━━━ EXTRAIT À LIRE
Cette émulation n’épargne pas les classes aisées traditionnelles : au début du XIXe siècle, William Cobbett s’indigne de la « compétition d’apparat et de luxe », preuve paradoxale de la puissance des « arts commerciaux » qui transforment l’envie latente en besoin impérieux d’acheter71. À la maison, le chêne cède le pas à l’acajou ; les tabourets, aux chaises « voyantes » ; les services de faïence, les verres, les carafes, les estampes ou les romans peuplent désormais les intérieurs. Il s’agit là d’une explication du succès de Gillows (Lancaster) et de Seddon & Son (Aldersgate Street), qui écoulent des stocks massifs de meubles. Cette dernière manufacture détient un stock de plus de £100 000 (1790) et emploie plus de 400 personnes (1796) – doreurs, miroitiers, serruriers, sculpteurs, couturières, ainsi que scieurs et menuisiers. Dans le même temps, des produits se diffusent au bas de l’échelle sociale : le thé, honni par Jonas Hanway comme symbole d’une « frivolité » importée par imitation sociale, voit sa consommation par tête multipliée par quinze au cours du XVIIIe siècle. Ces comportements et ces chiffres attestent la démocratisation de la consommation72.
━━━━━━
━━━ DONNÉES BRUTES
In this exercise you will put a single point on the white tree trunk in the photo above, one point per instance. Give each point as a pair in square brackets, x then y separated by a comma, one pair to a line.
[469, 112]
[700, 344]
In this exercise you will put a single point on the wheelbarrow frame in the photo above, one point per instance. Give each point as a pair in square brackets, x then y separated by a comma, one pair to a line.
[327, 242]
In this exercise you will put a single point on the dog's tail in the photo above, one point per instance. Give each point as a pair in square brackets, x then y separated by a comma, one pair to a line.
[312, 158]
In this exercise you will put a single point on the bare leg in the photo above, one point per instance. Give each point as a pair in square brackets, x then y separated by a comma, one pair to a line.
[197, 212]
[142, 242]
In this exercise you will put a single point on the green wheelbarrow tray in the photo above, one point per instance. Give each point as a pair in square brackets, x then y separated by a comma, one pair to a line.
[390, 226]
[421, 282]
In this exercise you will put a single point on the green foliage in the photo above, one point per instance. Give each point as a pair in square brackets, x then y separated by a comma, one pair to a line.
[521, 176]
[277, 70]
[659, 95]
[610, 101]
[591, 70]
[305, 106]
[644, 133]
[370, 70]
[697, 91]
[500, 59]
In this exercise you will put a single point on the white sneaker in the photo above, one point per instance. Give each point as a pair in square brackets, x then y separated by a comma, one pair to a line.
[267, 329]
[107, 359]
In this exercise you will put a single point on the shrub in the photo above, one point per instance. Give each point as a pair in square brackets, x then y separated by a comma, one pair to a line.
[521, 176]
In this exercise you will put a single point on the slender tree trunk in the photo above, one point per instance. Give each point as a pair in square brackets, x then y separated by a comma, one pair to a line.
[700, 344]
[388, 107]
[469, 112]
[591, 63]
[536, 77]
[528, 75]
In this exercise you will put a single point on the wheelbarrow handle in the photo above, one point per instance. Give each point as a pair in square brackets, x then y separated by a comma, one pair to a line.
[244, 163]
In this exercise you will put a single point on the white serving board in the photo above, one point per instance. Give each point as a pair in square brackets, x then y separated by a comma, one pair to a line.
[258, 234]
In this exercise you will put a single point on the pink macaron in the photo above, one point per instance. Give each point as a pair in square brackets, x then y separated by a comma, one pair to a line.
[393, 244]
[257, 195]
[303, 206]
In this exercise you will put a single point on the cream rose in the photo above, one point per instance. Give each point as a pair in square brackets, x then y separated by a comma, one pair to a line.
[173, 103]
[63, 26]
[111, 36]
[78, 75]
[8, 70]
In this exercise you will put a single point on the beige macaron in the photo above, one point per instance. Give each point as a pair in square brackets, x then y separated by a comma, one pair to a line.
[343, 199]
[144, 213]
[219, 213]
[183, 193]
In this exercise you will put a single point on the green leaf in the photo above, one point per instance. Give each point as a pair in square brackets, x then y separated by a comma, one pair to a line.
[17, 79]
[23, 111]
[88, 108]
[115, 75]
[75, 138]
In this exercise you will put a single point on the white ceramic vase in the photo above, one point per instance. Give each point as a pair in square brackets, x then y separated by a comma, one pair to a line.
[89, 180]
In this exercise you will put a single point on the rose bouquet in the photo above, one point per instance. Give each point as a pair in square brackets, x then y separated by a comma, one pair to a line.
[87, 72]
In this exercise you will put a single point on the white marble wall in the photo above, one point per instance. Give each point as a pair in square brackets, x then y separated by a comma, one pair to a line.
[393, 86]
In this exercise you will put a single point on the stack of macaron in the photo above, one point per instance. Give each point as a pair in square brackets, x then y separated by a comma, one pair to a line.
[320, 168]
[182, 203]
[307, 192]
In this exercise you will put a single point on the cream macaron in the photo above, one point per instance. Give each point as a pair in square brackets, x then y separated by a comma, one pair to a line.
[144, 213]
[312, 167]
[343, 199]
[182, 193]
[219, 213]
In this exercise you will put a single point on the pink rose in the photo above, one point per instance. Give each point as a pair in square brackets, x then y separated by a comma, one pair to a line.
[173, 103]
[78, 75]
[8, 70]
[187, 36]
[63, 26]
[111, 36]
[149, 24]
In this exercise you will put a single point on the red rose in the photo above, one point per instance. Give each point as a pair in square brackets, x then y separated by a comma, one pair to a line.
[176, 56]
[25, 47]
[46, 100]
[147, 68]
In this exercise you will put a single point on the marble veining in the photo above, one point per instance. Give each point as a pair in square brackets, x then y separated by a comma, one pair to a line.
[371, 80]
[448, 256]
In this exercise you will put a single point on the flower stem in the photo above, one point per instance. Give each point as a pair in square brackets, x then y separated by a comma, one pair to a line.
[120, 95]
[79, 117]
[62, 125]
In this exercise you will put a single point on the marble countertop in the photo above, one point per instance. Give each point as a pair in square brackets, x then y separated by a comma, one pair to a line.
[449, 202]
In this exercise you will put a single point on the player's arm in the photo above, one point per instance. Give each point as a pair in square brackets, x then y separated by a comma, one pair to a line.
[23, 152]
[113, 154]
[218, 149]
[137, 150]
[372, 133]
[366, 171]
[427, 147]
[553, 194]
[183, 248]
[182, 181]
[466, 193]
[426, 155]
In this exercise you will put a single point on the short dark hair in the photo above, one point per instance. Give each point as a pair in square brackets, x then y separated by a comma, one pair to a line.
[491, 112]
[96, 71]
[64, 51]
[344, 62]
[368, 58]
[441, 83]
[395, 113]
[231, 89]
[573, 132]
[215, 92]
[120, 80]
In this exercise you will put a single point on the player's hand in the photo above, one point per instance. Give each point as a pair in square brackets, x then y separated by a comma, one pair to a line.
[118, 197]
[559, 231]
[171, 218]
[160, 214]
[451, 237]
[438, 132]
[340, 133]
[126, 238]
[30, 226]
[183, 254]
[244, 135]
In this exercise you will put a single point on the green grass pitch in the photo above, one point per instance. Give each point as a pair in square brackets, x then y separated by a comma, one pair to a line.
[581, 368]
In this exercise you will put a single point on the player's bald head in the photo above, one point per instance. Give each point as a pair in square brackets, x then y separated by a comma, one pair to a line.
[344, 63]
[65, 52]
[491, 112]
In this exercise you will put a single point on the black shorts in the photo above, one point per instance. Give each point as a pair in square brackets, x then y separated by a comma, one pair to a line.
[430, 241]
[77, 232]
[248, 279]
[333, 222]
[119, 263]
━━━━━━
> **CONSIGNES**
**A.** Énumérez, s'il vous plaît, tous les métiers que la manufacture Seddon & Son emploie selon l'extrait sur la démocratisation de la consommation.
**B.** Prolongez l'extrait sur la démocratisation de la consommation à partir de sa dernière phrase.
Les lignes ci-dessus n'interviennent pas dans ce travail.

> **RÉPONSES RÉDIGÉES**
**A.** Doreurs, miroitiers, serruriers, sculpteurs, couturières, scieurs et menuisiers.

**B.**
La clé explicative, pour de nombreux observateurs de l’époque, s’intitule « mode ». Bernard Mandeville, dans La fable des abeilles (1714), observe que l’utilité quotidienne ne guide pas la consommation : la dépense rend la richesse visible, le vêtement signale le loisir – ce que Veblen théorisera plus tard avec l’expression « consommation ostentatoire73 ». L’industrie textile est parmi les premières à produire en masse, mais le décollage économique de l’Angleterre s’appuie tout autant sur la bière de Londres, les boucles et boutons de Birmingham, les couteaux et fourchettes de Sheffield, la vaisselle de Staffordshire et les cotonnades bon marché du Lancashire. À mesure que les modes se succèdent, de plus en plus rapidement, une sorte de trêve vestimentaire s’installe : pour la première fois dans l’histoire, les élites masculines adoptent le style discret des travailleurs ‒ une supériorité sociale exprimée moins par l’excès que par la coupe74.

Avec l’engouement pour la consommation, la publicité et le marketing se professionnalisent dans les années 1760‒1770 en s’appuyant sur le patronage. Le célèbre industriel Matthew Boulton, avant de se lancer dans les machines à vapeur, fabrique des plats en argent et d’autres objets décoratifs. Il orchestre de spectaculaires lancements de produits à Londres : ventes somptueuses chez Christie’s à Pall Mall, annonces cadencées et relancées dans les journaux, suivi étroit des effets. Chaque publicité se doit de mettre en avant les mentions de patronage royal afin d’attiser l’émulation sociale. Wedgwood rivalise, capitalise sur le prestige des noms (duchesses, comtesses) et calibre ses gammes : le prix et le mode de distribution rendent l’ornement désirable… puis accessible. L’exclusif sert ainsi de tremplin au marché de masse : faire de la mode une aspiration, puis l’ouvrir au plus grand nombre par la série et la petite marge75.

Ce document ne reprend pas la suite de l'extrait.